About this task: Once you have read the listing below, write all of it out again exactly.

Source material:
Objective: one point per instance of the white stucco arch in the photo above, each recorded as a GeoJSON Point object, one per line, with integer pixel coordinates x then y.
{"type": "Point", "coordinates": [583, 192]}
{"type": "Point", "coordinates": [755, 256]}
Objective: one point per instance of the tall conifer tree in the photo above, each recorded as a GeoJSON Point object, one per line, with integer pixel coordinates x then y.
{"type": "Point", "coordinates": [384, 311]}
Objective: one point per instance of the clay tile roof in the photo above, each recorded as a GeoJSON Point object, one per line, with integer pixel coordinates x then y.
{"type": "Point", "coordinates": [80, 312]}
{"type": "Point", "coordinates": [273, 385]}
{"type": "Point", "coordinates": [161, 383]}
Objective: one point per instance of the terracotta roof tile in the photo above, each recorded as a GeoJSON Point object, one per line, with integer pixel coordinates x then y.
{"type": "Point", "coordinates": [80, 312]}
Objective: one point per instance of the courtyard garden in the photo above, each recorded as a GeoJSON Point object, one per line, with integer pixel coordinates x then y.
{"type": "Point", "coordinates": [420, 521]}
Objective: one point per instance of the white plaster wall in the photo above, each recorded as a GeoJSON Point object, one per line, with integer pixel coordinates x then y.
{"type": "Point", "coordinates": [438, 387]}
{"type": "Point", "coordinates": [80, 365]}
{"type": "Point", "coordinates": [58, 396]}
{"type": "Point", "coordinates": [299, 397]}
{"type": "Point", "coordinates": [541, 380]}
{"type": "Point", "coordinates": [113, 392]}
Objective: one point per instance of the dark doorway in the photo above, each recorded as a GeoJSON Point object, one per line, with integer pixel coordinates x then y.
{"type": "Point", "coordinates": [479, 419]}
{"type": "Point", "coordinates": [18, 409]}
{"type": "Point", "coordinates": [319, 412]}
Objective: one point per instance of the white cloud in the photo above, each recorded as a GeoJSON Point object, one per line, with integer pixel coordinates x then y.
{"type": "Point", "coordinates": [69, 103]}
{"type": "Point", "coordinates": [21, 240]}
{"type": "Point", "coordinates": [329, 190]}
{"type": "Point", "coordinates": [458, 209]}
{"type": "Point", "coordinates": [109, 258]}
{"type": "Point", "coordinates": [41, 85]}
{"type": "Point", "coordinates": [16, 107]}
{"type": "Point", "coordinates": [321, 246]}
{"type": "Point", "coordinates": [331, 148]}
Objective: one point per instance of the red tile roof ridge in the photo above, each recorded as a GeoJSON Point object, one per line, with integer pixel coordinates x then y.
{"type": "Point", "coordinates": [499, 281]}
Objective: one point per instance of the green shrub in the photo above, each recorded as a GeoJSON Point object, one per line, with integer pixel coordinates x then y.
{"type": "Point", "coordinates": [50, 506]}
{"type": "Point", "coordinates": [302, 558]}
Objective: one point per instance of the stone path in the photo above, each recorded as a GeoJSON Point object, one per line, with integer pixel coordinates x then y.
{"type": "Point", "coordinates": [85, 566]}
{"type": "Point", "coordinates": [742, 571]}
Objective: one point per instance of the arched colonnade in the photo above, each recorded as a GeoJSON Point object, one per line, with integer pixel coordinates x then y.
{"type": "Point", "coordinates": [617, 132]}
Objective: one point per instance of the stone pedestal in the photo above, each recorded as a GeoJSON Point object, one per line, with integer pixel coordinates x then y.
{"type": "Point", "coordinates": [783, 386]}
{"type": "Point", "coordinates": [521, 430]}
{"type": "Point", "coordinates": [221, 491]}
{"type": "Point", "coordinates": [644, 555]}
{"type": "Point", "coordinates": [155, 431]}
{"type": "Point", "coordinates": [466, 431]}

Answer to the problem:
Objective: one point per instance of the white stucco arch in the photo above, each recorded as a GeoJSON Point object, one per line, with integer pixel coordinates x then y.
{"type": "Point", "coordinates": [583, 192]}
{"type": "Point", "coordinates": [755, 256]}
Objective: one point per instance of the tall conifer tree in the photo above, each recorded as a GeoJSON Point object, one per line, with integer pixel coordinates x then y.
{"type": "Point", "coordinates": [384, 311]}
Objective: one point per instance of the clay tile roof in the photo above, each recorded as a GeoJSON Point object, one per line, with integer pixel coordinates x then y.
{"type": "Point", "coordinates": [80, 312]}
{"type": "Point", "coordinates": [273, 385]}
{"type": "Point", "coordinates": [161, 383]}
Objective: one point per instance of the terracotta roof tile in the photo above, each recorded as a GeoJSON Point object, one per line, with integer pixel coordinates x then y.
{"type": "Point", "coordinates": [80, 312]}
Objective: one point per instance of the courtyard garden in the photo above, each recorded as a GeoJSON Point object, one per line, with integer pixel coordinates x then y.
{"type": "Point", "coordinates": [420, 521]}
Objective: one point per instance of the white plaster wall in the photo above, each recorded as a GeoJSON Point object, one per line, with integer pixel coordinates x then y.
{"type": "Point", "coordinates": [438, 387]}
{"type": "Point", "coordinates": [80, 365]}
{"type": "Point", "coordinates": [58, 396]}
{"type": "Point", "coordinates": [299, 397]}
{"type": "Point", "coordinates": [541, 380]}
{"type": "Point", "coordinates": [113, 392]}
Objective: one point per instance of the dark doorway in the photo above, each recorded as a GeoJSON Point object, one per line, with integer pixel coordinates x then y.
{"type": "Point", "coordinates": [479, 419]}
{"type": "Point", "coordinates": [18, 409]}
{"type": "Point", "coordinates": [319, 412]}
Objective: one point per instance of the white cloud in the photo above, each recorded as a GeoJSON Point object, one per line, with integer pixel coordinates x then y.
{"type": "Point", "coordinates": [69, 103]}
{"type": "Point", "coordinates": [21, 240]}
{"type": "Point", "coordinates": [329, 190]}
{"type": "Point", "coordinates": [458, 209]}
{"type": "Point", "coordinates": [109, 258]}
{"type": "Point", "coordinates": [41, 85]}
{"type": "Point", "coordinates": [16, 107]}
{"type": "Point", "coordinates": [321, 246]}
{"type": "Point", "coordinates": [331, 148]}
Objective: one point per instance of the red tile roof ridge in the photo above, each recorded as a GeoJSON Point object, one per line, with integer pixel coordinates x then y.
{"type": "Point", "coordinates": [499, 281]}
Objective: one point per instance of the green shrub in the photo above, each recorded as a GeoJSON Point object, one per line, with integer pixel coordinates x then y.
{"type": "Point", "coordinates": [50, 506]}
{"type": "Point", "coordinates": [302, 558]}
Objective: one point per instance of the stone path in the photo above, each recorded as a GeoJSON Point object, one per line, with integer pixel coordinates x then y.
{"type": "Point", "coordinates": [85, 566]}
{"type": "Point", "coordinates": [742, 571]}
Objective: one point per instance of the arched colonnade in the photo above, each recorded as a GeoJSON Point object, one per line, with integer pixel coordinates x then y.
{"type": "Point", "coordinates": [617, 132]}
Objective: one point per instance of the stone pedestal in the photo above, each recorded as a GeoJSON Point object, one per line, with integer pixel coordinates x then y.
{"type": "Point", "coordinates": [783, 386]}
{"type": "Point", "coordinates": [521, 430]}
{"type": "Point", "coordinates": [221, 491]}
{"type": "Point", "coordinates": [644, 555]}
{"type": "Point", "coordinates": [155, 431]}
{"type": "Point", "coordinates": [466, 431]}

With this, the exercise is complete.